**Challenge**
Copy the rows below word for word, starting at the line that contains "Where can the flower" and continuing through the final row, including both ends.

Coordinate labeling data
▼

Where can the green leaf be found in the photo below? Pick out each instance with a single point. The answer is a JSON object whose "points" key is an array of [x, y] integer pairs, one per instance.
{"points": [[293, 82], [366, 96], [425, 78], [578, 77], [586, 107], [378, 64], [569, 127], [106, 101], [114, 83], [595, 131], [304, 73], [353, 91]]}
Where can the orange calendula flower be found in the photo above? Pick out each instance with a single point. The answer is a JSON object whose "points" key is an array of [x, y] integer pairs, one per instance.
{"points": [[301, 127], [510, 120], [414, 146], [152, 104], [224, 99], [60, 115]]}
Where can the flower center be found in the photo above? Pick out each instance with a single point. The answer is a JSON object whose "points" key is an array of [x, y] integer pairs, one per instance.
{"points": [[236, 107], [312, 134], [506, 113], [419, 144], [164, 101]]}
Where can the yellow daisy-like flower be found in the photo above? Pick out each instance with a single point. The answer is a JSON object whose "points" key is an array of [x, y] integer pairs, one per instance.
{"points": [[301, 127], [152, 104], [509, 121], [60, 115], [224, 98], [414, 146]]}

▲

**Exercise result**
Where can the flower center be found in the photo above? Pick out each instance with a single point. The answer is a JSON object whose "points" key is an array of [x, y] integer pairs, one per instance.
{"points": [[236, 107], [312, 134], [506, 113], [419, 144], [164, 101]]}
Where can the yellow daisy-like flower be found in the photo above? Pick out each instance with a single point. The answer is a JSON object whose "points" key is an array of [x, y] integer pairs, one per instance.
{"points": [[301, 127], [152, 104], [509, 121], [60, 115], [224, 98], [414, 146]]}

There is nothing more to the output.